→ **Ausgangstext**
# EasyBox 804 zu schwach?



## MaRcEl1_5 (15. Mai 2020)

Hallo zusammen,

habe folgendes Problem:

Habe zurzeit die EasyBox 804 von Vodafone angeschlossen. Wenn ich z.B. Netflix schaue hängt es die ganze Zeit oder es ist verpixelt. Fernseher ist ca. 9 m vom Router entfernt. Sollte ja eigentlich kein Problem sein ABER 
Ich vermute das es an etwas anderem liegt. Im Haus wohnen über 10 Familien! Habe letztens mal ne App runtergeladen zum schauen was alles so auf dem 2,4er ghz läuft. Ergebnis: Unzählige Router (Über 15 Stück) und alle Kanäle sind fast nicht mehr zu verwenden. 

Meine Frage jetzt: Würde es Sinn machen z.B. die Fritzbox 7590 zu kaufen? Würde das was bringen? Oder muss ich damit leben das so viele Router auf dem 2,4er senden/empfangen?

Und wie sieht es mit 5Ghz aus? Reicht das auf 10m? Kann das der FireTV-Stick überhaupt?

Sind ein paar Fragen 

Ich hoffe Ihr könnt mir weiterhelfen. Vielen Dank im Voraus!

MfG

Marcel


----------



## kaepteniglo (15. Mai 2020)

Zur Frage 5 GHz oder nicht:

Ja, der Stick kann folgende WLAN-Standards:
802.11a/b/g/n/ac

ac ist für den 5 GHz Bereich, die anderen sind 2,4 GHz.

Kann die FB zwei verschiedene APs liefern? Also 1x 2,4 GHz und 1x 5 GHz, so könntest du dann sicher gehen, dass der Stick sich in dem 5 GHz-WLAN befindet.


----------



## MaRcEl1_5 (15. Mai 2020)

Ich glaube die EasyBox kann das 2,4 und 5er nicht trennen. Muss später mal nachschauen. Glaubst du es würde was bringen auf die FB7590 upzugraden um auch im 2,4er besseres Netz zu haben?


----------



## kaepteniglo (15. Mai 2020)

Nein, trennen geht bei der EasyBox nicht.

Maximal in internes WLAN (2,4 GHz) und Gast-Lan (5 GHz).

Den FireTV-Stick kannst du ja dann in das Gast-WLAN einbinden.

Würde ich erstmal versuchen, bevor man eine FB kauft.


----------



## robbe (15. Mai 2020)

Kann sein dass die Fritzbox besser mit einem vollen Frequenzband klar kommt, sicher ist das aber nicht. Ich würde erst mal schauen ob man in der Easybox verschiedene Namen für die Netze vergeben kann.

In einem Datensatz enthaltene Einträge
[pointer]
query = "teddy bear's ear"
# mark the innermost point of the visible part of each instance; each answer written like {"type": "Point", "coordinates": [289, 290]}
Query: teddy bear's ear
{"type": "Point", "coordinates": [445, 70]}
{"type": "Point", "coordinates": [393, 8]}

→ **Ihre Aufgabe**
Tauschen Sie im Ausgangstext "Stick" gegen "FireTV-Stick" aus, und geben Sie dabei den Abschnitt beginnend bei "ac ist für den" und endend bei "Netz zu haben?" erneut wieder. Stützen Sie sich ausschließlich auf den Ausgangstext.

→ **Lösung der Aufgabe**
ac ist für den 5 GHz Bereich, die anderen sind 2,4 GHz.

Kann die FB zwei verschiedene APs liefern? Also 1x 2,4 GHz und 1x 5 GHz, so könntest du dann sicher gehen, dass der FireTV-Stick sich in dem 5 GHz-WLAN befindet.


----------



## MaRcEl1_5 (15. Mai 2020)

Ich glaube die EasyBox kann das 2,4 und 5er nicht trennen. Muss später mal nachschauen. Glaubst du es würde was bringen auf die FB7590 upzugraden um auch im 2,4er besseres Netz zu haben?